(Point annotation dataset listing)
** begin **

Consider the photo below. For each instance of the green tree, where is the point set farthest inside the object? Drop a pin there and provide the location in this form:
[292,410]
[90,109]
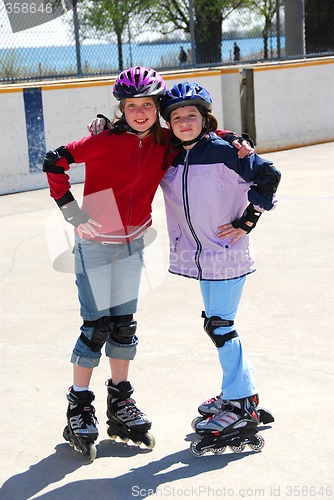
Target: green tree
[319,26]
[171,15]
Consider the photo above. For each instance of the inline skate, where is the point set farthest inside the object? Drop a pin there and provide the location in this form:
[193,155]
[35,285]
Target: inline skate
[125,420]
[212,406]
[235,425]
[81,430]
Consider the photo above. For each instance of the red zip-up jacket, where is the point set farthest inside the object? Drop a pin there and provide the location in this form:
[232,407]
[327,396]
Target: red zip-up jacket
[122,174]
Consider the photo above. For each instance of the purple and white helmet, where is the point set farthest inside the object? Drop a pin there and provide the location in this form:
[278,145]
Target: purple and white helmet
[139,82]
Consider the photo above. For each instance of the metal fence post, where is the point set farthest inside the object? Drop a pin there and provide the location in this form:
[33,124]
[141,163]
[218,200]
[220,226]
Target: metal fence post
[77,37]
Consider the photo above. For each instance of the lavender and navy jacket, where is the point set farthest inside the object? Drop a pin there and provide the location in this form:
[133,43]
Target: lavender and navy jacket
[208,186]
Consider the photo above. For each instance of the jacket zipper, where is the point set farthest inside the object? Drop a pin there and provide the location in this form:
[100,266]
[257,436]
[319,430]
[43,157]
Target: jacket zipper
[187,213]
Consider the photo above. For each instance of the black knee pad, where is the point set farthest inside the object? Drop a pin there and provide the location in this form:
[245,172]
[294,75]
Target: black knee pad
[210,325]
[123,329]
[100,335]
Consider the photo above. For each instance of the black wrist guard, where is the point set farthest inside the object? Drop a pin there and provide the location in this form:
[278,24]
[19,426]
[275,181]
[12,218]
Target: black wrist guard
[71,211]
[106,119]
[230,137]
[250,215]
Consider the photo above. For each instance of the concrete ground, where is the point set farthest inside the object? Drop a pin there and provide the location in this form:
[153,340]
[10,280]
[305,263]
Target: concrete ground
[285,320]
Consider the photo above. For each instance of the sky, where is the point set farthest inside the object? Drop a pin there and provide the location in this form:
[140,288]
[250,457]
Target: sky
[52,33]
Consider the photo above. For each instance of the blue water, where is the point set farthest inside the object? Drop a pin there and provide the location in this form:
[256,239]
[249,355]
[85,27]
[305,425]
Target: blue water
[104,57]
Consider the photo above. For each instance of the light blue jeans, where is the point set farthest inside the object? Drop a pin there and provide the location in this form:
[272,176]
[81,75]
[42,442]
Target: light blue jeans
[108,279]
[222,298]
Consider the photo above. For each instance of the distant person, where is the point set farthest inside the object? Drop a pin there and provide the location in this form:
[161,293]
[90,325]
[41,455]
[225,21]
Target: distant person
[236,52]
[182,56]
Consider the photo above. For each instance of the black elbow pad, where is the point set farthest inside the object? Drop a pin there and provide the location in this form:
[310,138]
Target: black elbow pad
[53,156]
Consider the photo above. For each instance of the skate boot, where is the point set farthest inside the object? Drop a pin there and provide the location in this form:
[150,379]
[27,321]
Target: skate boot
[235,426]
[81,430]
[212,406]
[125,420]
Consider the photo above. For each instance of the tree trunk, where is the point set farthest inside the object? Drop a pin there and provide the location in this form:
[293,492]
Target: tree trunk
[120,51]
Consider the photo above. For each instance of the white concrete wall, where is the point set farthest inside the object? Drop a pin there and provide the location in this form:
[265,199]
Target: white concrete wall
[294,106]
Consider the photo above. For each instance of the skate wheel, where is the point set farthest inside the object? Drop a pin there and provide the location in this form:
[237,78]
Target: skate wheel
[92,451]
[258,444]
[218,451]
[113,437]
[238,449]
[196,421]
[194,450]
[149,441]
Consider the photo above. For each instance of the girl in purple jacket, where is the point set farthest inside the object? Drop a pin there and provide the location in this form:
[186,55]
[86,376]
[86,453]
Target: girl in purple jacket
[213,200]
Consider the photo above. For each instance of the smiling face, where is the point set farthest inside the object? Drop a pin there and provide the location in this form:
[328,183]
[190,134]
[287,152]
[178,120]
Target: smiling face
[140,113]
[186,123]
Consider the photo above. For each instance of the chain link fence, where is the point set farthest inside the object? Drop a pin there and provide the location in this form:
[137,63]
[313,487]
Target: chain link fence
[61,39]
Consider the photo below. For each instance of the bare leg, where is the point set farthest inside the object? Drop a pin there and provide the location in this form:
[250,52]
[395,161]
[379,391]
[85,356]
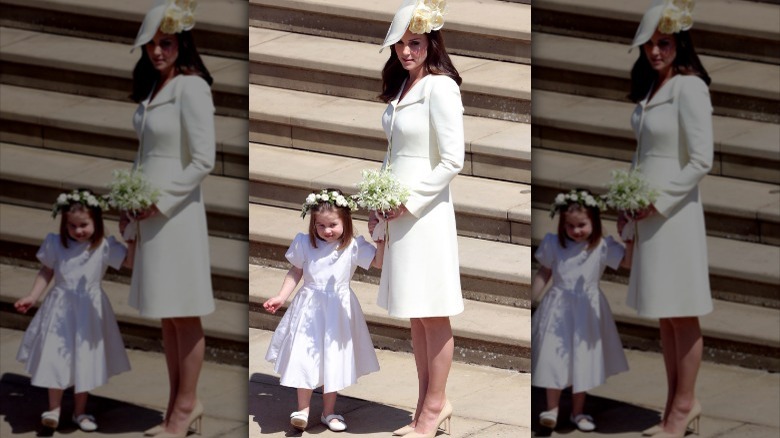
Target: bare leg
[80,403]
[420,349]
[191,346]
[170,347]
[689,346]
[669,351]
[304,399]
[440,348]
[55,398]
[553,398]
[577,403]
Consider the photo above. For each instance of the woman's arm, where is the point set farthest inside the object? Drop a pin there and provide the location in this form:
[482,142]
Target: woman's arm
[197,119]
[42,279]
[446,112]
[288,286]
[696,127]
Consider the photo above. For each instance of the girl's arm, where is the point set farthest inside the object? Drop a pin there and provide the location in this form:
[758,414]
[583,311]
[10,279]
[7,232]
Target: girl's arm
[540,280]
[42,280]
[627,255]
[288,286]
[380,255]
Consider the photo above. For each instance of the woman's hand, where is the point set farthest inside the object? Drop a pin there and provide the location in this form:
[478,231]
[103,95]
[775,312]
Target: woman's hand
[146,213]
[395,214]
[22,305]
[273,304]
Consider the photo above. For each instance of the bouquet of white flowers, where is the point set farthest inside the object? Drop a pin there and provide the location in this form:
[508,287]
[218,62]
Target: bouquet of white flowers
[132,192]
[629,191]
[381,191]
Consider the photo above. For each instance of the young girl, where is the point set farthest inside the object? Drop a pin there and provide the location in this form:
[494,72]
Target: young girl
[323,339]
[74,339]
[574,336]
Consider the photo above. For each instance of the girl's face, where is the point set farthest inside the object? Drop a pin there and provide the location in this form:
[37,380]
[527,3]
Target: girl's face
[163,50]
[80,225]
[412,50]
[661,50]
[329,226]
[578,225]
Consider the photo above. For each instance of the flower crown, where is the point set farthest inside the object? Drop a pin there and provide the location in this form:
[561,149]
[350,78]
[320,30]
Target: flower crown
[179,16]
[582,197]
[333,197]
[83,197]
[428,15]
[677,16]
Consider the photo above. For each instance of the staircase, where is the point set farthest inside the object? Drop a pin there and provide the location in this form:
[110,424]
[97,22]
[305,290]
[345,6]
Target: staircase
[581,132]
[314,122]
[65,122]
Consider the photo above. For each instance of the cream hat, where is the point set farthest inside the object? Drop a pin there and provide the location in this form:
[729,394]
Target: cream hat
[428,15]
[668,16]
[170,16]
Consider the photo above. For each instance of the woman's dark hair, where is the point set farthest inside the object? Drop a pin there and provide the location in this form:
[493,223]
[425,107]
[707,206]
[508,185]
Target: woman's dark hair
[95,213]
[187,63]
[437,62]
[595,219]
[344,214]
[685,63]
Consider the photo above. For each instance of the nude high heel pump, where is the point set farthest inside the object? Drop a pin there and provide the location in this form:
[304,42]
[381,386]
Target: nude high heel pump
[444,418]
[196,417]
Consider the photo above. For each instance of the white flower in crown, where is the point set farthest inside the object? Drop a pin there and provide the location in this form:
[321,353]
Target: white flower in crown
[179,16]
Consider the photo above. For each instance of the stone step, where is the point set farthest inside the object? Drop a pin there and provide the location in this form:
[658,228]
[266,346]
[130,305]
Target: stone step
[734,333]
[486,209]
[567,65]
[744,149]
[225,328]
[220,27]
[101,69]
[492,272]
[504,343]
[488,29]
[93,126]
[734,209]
[740,272]
[494,89]
[34,177]
[729,28]
[22,230]
[496,149]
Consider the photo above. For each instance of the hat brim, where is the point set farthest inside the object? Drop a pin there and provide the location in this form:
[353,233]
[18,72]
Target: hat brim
[400,23]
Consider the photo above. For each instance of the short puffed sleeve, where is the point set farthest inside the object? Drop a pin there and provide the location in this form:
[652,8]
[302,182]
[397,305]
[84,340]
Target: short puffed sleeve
[612,252]
[47,253]
[114,252]
[295,254]
[363,253]
[545,254]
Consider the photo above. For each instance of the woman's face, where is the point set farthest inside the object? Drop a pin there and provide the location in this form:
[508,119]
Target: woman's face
[412,50]
[329,225]
[661,50]
[578,225]
[163,50]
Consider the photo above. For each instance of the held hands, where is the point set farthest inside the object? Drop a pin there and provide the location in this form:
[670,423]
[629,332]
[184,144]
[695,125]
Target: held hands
[273,304]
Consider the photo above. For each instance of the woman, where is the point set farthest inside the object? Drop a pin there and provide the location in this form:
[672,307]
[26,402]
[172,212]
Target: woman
[175,124]
[673,125]
[424,126]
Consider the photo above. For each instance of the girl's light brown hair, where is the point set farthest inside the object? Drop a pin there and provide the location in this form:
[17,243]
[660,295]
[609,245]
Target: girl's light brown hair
[595,219]
[95,213]
[344,214]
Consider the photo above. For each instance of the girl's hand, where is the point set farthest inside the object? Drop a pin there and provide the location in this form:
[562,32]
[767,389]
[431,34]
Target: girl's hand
[395,214]
[146,213]
[273,304]
[22,305]
[645,212]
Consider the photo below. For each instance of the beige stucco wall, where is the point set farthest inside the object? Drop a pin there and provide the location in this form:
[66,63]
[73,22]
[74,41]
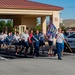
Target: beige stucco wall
[30,22]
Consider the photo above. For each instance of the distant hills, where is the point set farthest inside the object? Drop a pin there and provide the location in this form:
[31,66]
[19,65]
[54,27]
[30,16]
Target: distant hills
[69,22]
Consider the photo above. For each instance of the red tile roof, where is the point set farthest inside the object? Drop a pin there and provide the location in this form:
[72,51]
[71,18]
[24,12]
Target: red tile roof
[27,4]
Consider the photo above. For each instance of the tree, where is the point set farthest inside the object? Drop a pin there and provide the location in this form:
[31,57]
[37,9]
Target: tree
[2,24]
[9,23]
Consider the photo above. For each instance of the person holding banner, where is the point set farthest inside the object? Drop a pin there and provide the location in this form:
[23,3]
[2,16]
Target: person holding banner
[59,39]
[50,42]
[36,38]
[51,33]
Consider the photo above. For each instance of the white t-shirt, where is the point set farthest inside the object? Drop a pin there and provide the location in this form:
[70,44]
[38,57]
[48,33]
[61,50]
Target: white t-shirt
[59,38]
[2,37]
[5,35]
[25,37]
[16,37]
[50,38]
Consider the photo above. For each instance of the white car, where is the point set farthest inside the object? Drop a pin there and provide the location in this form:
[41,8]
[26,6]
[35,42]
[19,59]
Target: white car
[71,40]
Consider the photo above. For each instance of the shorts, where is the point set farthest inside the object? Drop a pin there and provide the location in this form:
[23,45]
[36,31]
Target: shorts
[50,43]
[62,46]
[42,43]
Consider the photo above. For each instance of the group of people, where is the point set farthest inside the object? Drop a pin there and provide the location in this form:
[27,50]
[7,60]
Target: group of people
[34,41]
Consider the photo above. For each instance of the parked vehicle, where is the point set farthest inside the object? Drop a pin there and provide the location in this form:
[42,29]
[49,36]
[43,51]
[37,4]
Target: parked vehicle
[70,41]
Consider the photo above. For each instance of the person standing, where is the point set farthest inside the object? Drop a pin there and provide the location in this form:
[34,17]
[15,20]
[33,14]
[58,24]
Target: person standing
[16,39]
[50,42]
[9,40]
[36,38]
[25,37]
[62,42]
[42,41]
[2,40]
[31,42]
[59,39]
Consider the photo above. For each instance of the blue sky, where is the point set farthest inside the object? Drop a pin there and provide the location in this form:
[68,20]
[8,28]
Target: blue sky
[68,5]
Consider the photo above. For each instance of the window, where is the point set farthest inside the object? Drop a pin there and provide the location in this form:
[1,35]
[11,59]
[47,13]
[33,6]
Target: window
[72,36]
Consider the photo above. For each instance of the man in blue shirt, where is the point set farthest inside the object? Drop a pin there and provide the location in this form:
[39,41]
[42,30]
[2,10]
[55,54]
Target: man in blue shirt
[36,39]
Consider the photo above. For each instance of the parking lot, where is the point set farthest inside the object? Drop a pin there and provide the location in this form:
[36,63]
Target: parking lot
[38,66]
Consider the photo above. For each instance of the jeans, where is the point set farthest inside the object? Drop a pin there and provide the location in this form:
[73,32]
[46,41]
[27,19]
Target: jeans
[59,49]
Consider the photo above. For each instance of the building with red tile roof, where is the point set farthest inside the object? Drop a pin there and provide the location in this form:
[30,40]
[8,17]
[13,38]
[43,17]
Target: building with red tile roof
[25,12]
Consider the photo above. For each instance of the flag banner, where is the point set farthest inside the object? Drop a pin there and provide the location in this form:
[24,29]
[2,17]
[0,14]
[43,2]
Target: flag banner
[51,30]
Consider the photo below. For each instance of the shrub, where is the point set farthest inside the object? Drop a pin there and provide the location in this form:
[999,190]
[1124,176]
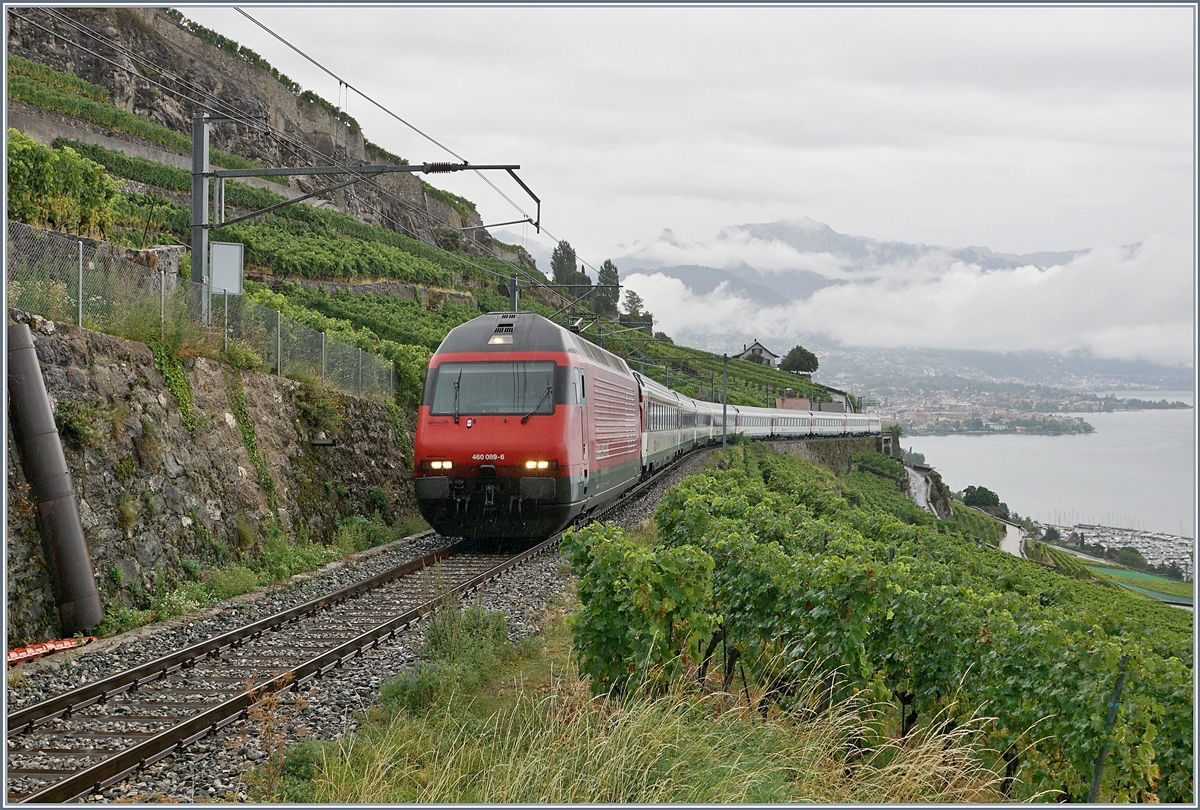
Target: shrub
[78,421]
[57,189]
[321,408]
[241,354]
[227,582]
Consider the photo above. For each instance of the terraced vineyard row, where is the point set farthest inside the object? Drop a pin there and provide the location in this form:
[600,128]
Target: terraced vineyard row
[768,561]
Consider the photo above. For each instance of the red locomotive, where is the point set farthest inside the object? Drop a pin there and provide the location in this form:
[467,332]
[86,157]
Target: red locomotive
[525,426]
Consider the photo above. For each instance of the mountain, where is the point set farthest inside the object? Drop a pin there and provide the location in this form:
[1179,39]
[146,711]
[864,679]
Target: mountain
[808,235]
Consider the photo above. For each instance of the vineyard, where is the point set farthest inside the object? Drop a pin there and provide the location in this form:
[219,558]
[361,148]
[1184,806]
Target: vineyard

** end **

#### PROBLEM TO SOLVE:
Reproduce verbatim the stretch of the listing from the line containing "Consider the photo above. For each instance of the terraced" through the end of the listing, both ends included.

#### WRITTEN RESPONSE:
Consider the photo above. For each instance of the terraced vineyard row, where is the point set farthest inside the object? Drop a pin there and provide the location in this form:
[600,128]
Target: terraced vineyard row
[768,561]
Consider the photo above. For each instance of the red locomotive, where is the point set farthest inside the object? Drop a pin there and provide the location in this form:
[467,332]
[86,157]
Target: red locomotive
[525,426]
Consider the photo above. For each instance of the mountain, where is the point set farthest inside the object? Drop a pin there and provide the location in this form:
[1179,39]
[146,711]
[864,679]
Target: mountain
[808,235]
Consider the photo above. For each instance of the vineyard, where is the point set farthest inside the object? Drop a pin there and provide the location in this form:
[219,558]
[361,148]
[1184,806]
Target: vineyard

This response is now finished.